## AIM 1
In the CXL region latency patch email, what number does the current math divide the latency by each time the function is called?
## AIM 2
Revise the stretch of the CXL region latency patch email from "In-Reply-To: <20240325230234.1847525-4-dave.jiang@intel.com>" through "for each endpoint.", putting "delay" in place of "latency".
## AIM 3
Carry the CXL region latency patch email on past its last line.

## PASSAGE SHOWN
===
From: Dan Williams <dan.j.williams@intel.com>
To: Dave Jiang <dave.jiang@intel.com>, <linux-cxl@vger.kernel.org>
Cc: <dan.j.williams@intel.com>, <ira.weiny@intel.com>,
<vishal.l.verma@intel.com>, <alison.schofield@intel.com>,
<Jonathan.Cameron@huawei.com>, <dave@stgolabs.net>
Subject: Re: [PATCH v5 3/4] cxl: Fix incorrect region perf data calculation
Date: Mon, 1 Apr 2024 12:33:56 -0700 [thread overview]
Message-ID: <660b0c2473df6_15786294da@dwillia2-mobl3.amr.corp.intel.com.notmuch> (raw)
In-Reply-To: <20240325230234.1847525-4-dave.jiang@intel.com>
Dave Jiang wrote:
> Current math in cxl_region_perf_data_calculate divides the latency by 1000
> every time the function gets called. This causes the region latency to be
> divided by 1000 per memory device and the math is incorrect. This is user
> visible as the latency access_coordinate exposed via sysfs will show
> incorrect latency data.
>
> Move the latency adjustment to where dpa_perf is set and this should
> provide the appropriate latency for the region for each endpoint.
>
> Fixes: 3d9f4a197230 ("cxl/region: Calculate performance data for a region")
> Signed-off-by: Dave Jiang <dave.jiang@intel.com>
> ---
> drivers/cxl/core/cdat.c | 23 ++++++++++++-----------
> 1 file changed, 12 insertions(+), 11 deletions(-)
===
## RAW RECORDS
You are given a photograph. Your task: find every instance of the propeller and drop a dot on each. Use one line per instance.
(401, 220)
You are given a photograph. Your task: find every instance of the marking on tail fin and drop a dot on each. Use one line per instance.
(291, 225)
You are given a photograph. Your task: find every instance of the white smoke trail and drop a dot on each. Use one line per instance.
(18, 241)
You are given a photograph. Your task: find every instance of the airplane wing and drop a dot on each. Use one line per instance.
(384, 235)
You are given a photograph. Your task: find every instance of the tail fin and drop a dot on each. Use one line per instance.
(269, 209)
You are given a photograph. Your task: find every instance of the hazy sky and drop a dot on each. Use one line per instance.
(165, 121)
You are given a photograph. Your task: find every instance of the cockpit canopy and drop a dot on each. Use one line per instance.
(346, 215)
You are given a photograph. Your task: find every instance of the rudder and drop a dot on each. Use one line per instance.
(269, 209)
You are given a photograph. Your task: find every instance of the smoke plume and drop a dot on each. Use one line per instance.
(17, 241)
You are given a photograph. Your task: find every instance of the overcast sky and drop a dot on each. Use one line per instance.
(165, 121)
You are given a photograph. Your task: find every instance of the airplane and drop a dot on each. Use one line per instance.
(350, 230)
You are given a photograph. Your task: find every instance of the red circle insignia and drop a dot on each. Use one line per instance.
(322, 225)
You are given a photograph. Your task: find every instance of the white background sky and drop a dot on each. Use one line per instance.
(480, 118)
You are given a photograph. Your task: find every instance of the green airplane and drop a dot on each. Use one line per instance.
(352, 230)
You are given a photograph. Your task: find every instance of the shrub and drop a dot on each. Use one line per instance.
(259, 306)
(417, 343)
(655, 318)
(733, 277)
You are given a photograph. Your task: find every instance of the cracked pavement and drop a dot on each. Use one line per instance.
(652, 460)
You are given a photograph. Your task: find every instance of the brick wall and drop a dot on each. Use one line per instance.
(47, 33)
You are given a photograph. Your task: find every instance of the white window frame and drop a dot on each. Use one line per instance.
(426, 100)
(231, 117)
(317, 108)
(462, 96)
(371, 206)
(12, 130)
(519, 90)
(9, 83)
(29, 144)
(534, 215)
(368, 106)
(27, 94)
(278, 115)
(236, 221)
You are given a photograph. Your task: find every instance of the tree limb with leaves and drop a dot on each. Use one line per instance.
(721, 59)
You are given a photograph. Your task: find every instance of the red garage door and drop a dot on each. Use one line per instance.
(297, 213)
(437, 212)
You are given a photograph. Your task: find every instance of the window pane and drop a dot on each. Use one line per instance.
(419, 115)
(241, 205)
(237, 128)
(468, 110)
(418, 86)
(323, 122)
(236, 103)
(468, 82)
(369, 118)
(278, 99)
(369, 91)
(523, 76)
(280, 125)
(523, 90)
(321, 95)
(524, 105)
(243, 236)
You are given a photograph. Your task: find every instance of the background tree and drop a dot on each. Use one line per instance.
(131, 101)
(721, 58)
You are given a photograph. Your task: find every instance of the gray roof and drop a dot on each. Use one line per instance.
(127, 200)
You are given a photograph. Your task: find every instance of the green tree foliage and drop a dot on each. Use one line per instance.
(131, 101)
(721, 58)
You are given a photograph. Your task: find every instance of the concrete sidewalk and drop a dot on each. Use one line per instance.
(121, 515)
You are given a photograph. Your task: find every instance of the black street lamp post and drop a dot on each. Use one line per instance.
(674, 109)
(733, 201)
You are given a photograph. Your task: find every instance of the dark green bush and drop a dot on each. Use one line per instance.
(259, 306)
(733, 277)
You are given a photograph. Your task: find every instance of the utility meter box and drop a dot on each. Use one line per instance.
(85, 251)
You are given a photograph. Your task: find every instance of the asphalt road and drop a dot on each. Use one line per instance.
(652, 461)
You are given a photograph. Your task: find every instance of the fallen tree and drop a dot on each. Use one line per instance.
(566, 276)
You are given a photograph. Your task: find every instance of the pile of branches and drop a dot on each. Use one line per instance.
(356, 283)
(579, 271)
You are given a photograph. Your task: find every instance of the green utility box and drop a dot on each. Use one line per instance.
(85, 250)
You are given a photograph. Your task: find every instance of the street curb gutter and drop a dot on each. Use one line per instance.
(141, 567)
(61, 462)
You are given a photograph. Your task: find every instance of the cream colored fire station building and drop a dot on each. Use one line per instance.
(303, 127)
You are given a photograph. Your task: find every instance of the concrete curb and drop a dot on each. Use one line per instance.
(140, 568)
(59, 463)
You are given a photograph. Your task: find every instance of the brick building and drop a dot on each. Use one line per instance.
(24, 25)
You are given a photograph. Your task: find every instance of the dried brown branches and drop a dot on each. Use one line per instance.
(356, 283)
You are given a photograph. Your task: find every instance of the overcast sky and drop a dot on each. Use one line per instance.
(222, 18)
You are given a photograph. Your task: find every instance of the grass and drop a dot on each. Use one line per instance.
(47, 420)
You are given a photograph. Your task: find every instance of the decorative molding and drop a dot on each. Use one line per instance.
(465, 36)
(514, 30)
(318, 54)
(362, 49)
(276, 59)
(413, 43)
===
## WRITTEN ANSWER 1
1000

## WRITTEN ANSWER 2
In-Reply-To: <20240325230234.1847525-4-dave.jiang@intel.com>
Dave Jiang wrote:
> Current math in cxl_region_perf_data_calculate divides the delay by 1000
> every time the function gets called. This causes the region delay to be
> divided by 1000 per memory device and the math is incorrect. This is user
> visible as the delay access_coordinate exposed via sysfs will show
> incorrect delay data.
>
> Move the delay adjustment to where dpa_perf is set and this should
> provide the appropriate delay for the region for each endpoint.

## WRITTEN ANSWER 3
>
> diff --git a/drivers/cxl/core/cdat.c b/drivers/cxl/core/cdat.c
> index 5b75d2d56099..a1b204d451d3 100644
> --- a/drivers/cxl/core/cdat.c
> +++ b/drivers/cxl/core/cdat.c
> @@ -214,8 +214,19 @@ static int cxl_port_perf_data_calculate(struct cxl_port *port,
> static void update_perf_entry(struct device *dev, struct dsmas_entry *dent,
> struct cxl_dpa_perf *dpa_perf)
> {
> - for (int i = 0; i < ACCESS_COORDINATE_MAX; i++)
> + for (int i = 0; i < ACCESS_COORDINATE_MAX; i++) {
> dpa_perf->coord[i] = dent->coord[i];
> + /*
> + * Convert latency to nanosec from picosec to be consistent
> + * with the resulting latency coordinates computed by the
> + * HMAT_REPORTING code.
> + */
> + dpa_perf->coord[i].read_latency =
> + DIV_ROUND_UP(dpa_perf->coord[i].read_latency, 1000);
> + dpa_perf->coord[i].write_latency =
> + DIV_ROUND_UP(dpa_perf->coord[i].write_latency, 1000);
It feels like a latent bug that dpa_perf is temporarily counted in
picoseconds. I.e. every place that assigns into a 'struct
access_coordinate' should do so in nanoseconds. I see how this change
fixes the "over-division" problem, but dpa_perf->coord should never have
storted picosecond values in the first instance.
Something like the following, to match / reuse hmat_normalize()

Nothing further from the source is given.